Start of Block
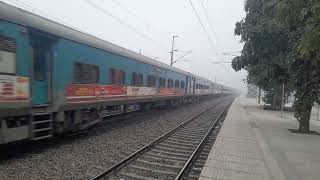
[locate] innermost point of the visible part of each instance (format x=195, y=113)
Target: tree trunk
x=304, y=121
x=276, y=97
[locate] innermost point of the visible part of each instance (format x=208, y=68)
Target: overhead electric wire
x=208, y=19
x=199, y=19
x=131, y=13
x=122, y=22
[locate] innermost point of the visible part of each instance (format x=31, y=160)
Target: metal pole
x=172, y=50
x=259, y=96
x=282, y=98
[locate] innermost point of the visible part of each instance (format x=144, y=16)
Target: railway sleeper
x=171, y=154
x=168, y=149
x=175, y=143
x=162, y=160
x=132, y=176
x=157, y=165
x=148, y=172
x=163, y=157
x=180, y=146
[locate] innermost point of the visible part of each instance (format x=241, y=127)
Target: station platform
x=255, y=144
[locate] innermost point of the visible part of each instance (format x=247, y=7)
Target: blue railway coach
x=55, y=79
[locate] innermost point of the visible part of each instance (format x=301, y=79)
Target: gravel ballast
x=85, y=156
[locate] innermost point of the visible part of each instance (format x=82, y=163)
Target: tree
x=282, y=45
x=264, y=51
x=301, y=18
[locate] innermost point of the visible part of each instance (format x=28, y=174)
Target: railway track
x=178, y=154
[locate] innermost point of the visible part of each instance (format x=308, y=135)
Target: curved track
x=172, y=155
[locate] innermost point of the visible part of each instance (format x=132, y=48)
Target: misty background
x=150, y=24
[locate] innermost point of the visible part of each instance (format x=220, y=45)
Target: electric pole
x=172, y=50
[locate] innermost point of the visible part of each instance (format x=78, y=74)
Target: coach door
x=41, y=70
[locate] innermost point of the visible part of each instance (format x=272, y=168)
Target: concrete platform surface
x=255, y=144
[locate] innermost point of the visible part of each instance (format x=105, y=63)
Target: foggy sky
x=158, y=20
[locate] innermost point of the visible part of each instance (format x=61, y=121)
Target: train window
x=7, y=55
x=177, y=84
x=117, y=76
x=84, y=73
x=39, y=69
x=151, y=81
x=170, y=83
x=137, y=79
x=182, y=85
x=162, y=82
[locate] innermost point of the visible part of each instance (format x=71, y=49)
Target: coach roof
x=25, y=18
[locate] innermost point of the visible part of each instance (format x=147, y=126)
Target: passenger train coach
x=55, y=79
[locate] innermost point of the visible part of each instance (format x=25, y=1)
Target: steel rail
x=145, y=148
x=191, y=158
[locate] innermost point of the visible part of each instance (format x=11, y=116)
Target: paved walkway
x=255, y=144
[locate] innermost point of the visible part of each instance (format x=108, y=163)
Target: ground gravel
x=85, y=156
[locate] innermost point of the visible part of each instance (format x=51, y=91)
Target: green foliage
x=265, y=46
x=282, y=45
x=301, y=19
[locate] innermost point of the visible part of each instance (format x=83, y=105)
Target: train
x=55, y=79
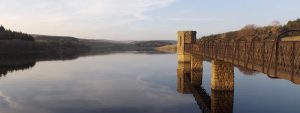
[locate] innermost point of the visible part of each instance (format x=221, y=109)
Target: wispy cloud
x=75, y=17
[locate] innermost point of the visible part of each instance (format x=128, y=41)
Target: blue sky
x=141, y=19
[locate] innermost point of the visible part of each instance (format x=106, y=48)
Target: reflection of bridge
x=220, y=101
x=278, y=59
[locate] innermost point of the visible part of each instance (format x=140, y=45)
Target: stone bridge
x=277, y=59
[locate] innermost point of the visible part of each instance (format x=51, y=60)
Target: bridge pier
x=184, y=44
x=184, y=47
x=183, y=71
x=222, y=75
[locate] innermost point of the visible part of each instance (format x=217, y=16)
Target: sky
x=141, y=19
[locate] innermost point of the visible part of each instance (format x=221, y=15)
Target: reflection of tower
x=183, y=72
x=222, y=101
x=222, y=75
x=222, y=85
x=196, y=69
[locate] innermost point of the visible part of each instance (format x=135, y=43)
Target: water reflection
x=18, y=62
x=220, y=101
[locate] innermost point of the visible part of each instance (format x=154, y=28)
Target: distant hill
x=17, y=42
x=102, y=45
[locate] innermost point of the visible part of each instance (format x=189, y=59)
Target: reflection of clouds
x=11, y=104
x=101, y=90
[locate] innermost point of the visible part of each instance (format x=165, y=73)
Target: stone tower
x=185, y=40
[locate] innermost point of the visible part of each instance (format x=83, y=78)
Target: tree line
x=12, y=35
x=255, y=33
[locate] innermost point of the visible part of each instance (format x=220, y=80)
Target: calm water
x=130, y=83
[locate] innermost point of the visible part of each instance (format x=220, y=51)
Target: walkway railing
x=271, y=57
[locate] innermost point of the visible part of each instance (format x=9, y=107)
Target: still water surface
x=131, y=83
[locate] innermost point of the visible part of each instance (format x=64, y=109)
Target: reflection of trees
x=6, y=68
x=14, y=62
x=247, y=71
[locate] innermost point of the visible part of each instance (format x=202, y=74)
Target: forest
x=255, y=33
x=17, y=42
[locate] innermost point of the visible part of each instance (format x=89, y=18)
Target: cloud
x=88, y=18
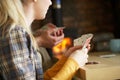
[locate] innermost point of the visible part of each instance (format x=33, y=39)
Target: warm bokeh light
x=59, y=49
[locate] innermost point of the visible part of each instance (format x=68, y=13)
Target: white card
x=82, y=40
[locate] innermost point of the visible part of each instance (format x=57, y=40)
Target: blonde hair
x=12, y=14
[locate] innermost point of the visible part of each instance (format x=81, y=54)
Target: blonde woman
x=19, y=59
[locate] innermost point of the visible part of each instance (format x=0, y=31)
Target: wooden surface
x=107, y=69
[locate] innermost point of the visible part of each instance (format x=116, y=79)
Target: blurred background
x=100, y=17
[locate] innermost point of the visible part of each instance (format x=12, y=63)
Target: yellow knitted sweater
x=64, y=69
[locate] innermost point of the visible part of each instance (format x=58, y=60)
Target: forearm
x=66, y=71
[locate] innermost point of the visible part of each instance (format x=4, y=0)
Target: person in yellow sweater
x=19, y=59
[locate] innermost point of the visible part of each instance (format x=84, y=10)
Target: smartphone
x=84, y=40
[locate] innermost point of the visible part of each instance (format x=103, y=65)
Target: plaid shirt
x=18, y=59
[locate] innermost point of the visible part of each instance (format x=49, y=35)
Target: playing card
x=83, y=40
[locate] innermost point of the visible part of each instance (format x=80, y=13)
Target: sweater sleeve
x=65, y=68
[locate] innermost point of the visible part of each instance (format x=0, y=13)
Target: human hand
x=49, y=36
x=80, y=56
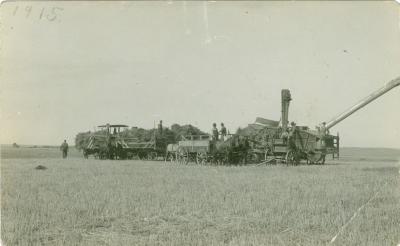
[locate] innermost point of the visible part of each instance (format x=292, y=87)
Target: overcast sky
x=68, y=66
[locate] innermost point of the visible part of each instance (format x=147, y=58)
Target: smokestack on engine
x=286, y=98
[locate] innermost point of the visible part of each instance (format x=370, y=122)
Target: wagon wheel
x=201, y=158
x=322, y=159
x=170, y=156
x=291, y=158
x=151, y=156
x=317, y=158
x=183, y=157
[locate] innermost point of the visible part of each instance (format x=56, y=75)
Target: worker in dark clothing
x=214, y=132
x=292, y=136
x=223, y=132
x=160, y=127
x=64, y=149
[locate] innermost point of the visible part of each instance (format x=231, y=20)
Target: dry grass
x=90, y=202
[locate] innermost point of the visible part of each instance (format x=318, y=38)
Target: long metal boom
x=392, y=84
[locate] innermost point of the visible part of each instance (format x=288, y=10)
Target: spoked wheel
x=201, y=158
x=183, y=157
x=170, y=156
x=291, y=158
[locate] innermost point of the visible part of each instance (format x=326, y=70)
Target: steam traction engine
x=272, y=140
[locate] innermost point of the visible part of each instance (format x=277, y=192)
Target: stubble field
x=91, y=202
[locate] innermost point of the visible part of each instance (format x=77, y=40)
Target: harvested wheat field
x=353, y=201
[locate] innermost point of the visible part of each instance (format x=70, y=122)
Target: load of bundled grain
x=164, y=137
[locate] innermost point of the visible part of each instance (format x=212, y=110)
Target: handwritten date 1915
x=44, y=13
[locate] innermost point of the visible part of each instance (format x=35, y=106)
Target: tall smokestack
x=286, y=98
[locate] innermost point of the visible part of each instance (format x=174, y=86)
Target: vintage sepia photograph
x=200, y=123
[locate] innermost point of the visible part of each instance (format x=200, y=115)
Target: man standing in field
x=64, y=149
x=223, y=132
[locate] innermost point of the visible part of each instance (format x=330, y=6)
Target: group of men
x=218, y=135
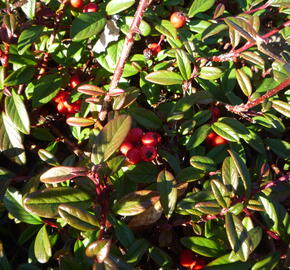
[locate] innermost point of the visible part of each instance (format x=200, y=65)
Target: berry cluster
x=61, y=99
x=140, y=146
x=90, y=7
x=189, y=260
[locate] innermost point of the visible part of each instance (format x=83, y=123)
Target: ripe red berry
x=76, y=3
x=74, y=81
x=90, y=7
x=148, y=152
x=218, y=140
x=135, y=135
x=177, y=19
x=61, y=96
x=133, y=156
x=186, y=258
x=125, y=147
x=155, y=48
x=151, y=138
x=61, y=108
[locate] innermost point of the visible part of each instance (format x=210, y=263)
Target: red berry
x=151, y=138
x=177, y=19
x=148, y=152
x=90, y=7
x=61, y=97
x=155, y=48
x=133, y=156
x=135, y=134
x=186, y=258
x=76, y=3
x=61, y=108
x=218, y=140
x=74, y=81
x=126, y=147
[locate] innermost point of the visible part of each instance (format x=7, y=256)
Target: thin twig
x=129, y=41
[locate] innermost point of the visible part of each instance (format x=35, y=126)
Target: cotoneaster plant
x=144, y=135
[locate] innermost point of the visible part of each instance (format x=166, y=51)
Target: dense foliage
x=144, y=134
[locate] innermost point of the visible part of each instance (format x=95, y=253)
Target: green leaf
x=202, y=163
x=45, y=202
x=42, y=246
x=168, y=192
x=160, y=257
x=116, y=6
x=183, y=63
x=238, y=237
x=62, y=173
x=164, y=77
x=146, y=118
x=281, y=107
x=244, y=82
x=221, y=193
x=226, y=131
x=28, y=36
x=136, y=202
x=46, y=89
x=11, y=141
x=13, y=203
x=267, y=263
x=87, y=25
x=243, y=172
x=203, y=246
x=78, y=218
x=110, y=138
x=137, y=250
x=210, y=73
x=199, y=6
x=22, y=75
x=99, y=249
x=16, y=111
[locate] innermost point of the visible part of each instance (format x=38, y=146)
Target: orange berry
x=177, y=19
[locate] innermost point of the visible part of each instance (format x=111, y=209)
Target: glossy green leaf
x=160, y=257
x=13, y=203
x=198, y=6
x=46, y=89
x=238, y=237
x=210, y=73
x=282, y=107
x=164, y=77
x=99, y=249
x=20, y=76
x=221, y=193
x=146, y=118
x=226, y=131
x=87, y=25
x=110, y=138
x=183, y=63
x=28, y=36
x=268, y=263
x=62, y=173
x=11, y=141
x=244, y=82
x=16, y=111
x=42, y=246
x=116, y=6
x=203, y=246
x=78, y=218
x=136, y=202
x=168, y=192
x=202, y=163
x=243, y=172
x=45, y=202
x=137, y=250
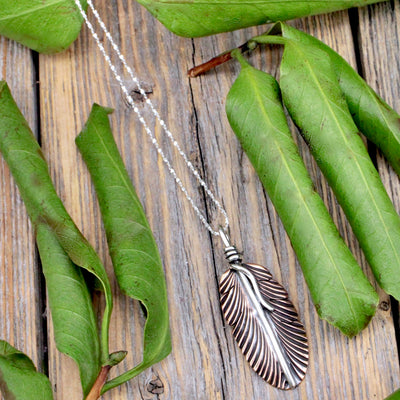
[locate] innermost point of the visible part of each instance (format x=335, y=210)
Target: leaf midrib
x=340, y=129
x=283, y=156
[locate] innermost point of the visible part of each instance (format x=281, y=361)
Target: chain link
x=148, y=103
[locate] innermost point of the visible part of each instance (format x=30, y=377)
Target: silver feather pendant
x=265, y=323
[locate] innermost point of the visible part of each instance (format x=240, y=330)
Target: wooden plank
x=379, y=38
x=370, y=354
x=205, y=363
x=20, y=303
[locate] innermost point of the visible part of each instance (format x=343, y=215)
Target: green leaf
x=192, y=18
x=62, y=247
x=75, y=327
x=47, y=26
x=316, y=103
x=340, y=291
x=19, y=379
x=375, y=119
x=131, y=244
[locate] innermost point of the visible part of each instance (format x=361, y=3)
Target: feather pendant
x=265, y=323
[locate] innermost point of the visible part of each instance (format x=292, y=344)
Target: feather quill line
x=266, y=324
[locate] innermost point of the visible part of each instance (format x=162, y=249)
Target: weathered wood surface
x=205, y=362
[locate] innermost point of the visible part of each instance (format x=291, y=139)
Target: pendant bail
x=231, y=252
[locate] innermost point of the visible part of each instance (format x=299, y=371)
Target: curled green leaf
x=19, y=379
x=193, y=18
x=314, y=99
x=47, y=26
x=341, y=293
x=133, y=250
x=62, y=247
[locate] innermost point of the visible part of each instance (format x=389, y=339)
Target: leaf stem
x=95, y=391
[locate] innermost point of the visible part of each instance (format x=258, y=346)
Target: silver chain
x=148, y=103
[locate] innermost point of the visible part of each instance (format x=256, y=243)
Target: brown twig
x=218, y=60
x=101, y=379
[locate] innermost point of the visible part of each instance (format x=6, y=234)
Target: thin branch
x=101, y=379
x=218, y=60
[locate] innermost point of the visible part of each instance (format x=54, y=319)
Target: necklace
x=264, y=321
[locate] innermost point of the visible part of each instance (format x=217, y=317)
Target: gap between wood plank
x=372, y=151
x=207, y=213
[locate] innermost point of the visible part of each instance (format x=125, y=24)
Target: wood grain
x=20, y=293
x=205, y=362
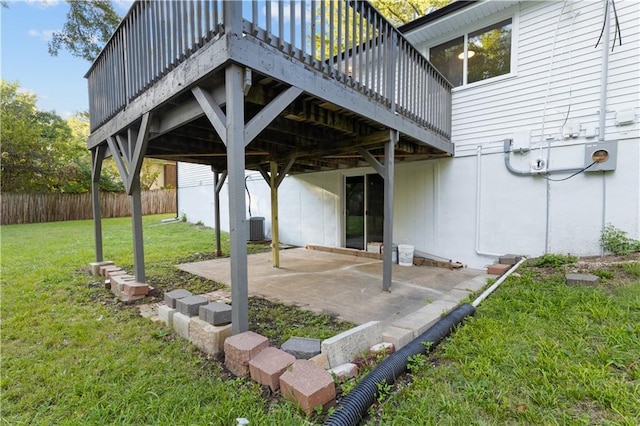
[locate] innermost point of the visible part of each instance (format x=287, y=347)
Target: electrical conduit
x=478, y=204
x=354, y=406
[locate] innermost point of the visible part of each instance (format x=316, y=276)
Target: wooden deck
x=282, y=87
x=375, y=81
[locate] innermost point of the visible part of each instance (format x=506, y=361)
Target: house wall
x=470, y=208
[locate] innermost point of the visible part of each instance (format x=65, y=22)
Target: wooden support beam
x=218, y=182
x=237, y=206
x=139, y=149
x=387, y=232
x=213, y=111
x=261, y=120
x=373, y=161
x=117, y=157
x=275, y=236
x=97, y=157
x=136, y=222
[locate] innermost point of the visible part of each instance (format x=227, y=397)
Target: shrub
x=616, y=241
x=552, y=260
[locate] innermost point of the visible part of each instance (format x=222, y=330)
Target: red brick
x=308, y=385
x=114, y=273
x=236, y=368
x=135, y=289
x=244, y=346
x=498, y=269
x=267, y=367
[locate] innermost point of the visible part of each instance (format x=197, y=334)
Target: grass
x=536, y=352
x=71, y=355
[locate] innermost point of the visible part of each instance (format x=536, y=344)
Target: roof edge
x=437, y=14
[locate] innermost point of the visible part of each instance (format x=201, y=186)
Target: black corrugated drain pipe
x=354, y=406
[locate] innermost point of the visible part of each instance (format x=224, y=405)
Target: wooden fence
x=53, y=207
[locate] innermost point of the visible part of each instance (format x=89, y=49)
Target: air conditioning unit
x=256, y=229
x=604, y=154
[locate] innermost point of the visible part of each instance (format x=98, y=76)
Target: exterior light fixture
x=470, y=54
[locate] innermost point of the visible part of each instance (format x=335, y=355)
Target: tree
x=401, y=12
x=41, y=152
x=89, y=26
x=31, y=140
x=77, y=169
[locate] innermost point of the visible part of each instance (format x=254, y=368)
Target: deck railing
x=350, y=42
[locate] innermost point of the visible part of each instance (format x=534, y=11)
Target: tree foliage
x=400, y=12
x=88, y=27
x=41, y=152
x=30, y=140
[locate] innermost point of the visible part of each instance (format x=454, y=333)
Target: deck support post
x=97, y=156
x=235, y=140
x=128, y=154
x=387, y=233
x=136, y=220
x=274, y=179
x=275, y=236
x=218, y=181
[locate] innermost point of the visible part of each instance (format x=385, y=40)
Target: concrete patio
x=345, y=286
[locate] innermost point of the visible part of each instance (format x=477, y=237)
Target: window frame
x=486, y=22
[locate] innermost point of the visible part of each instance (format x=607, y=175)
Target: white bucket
x=405, y=254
End of Block
Retype, exactly as shown, the lines from the one with "Target: window frame" through the end of the records.

*Response*.
Target: window frame
x=486, y=22
[locate] innermost point of the visible part of each instance (format x=607, y=175)
Target: white bucket
x=405, y=254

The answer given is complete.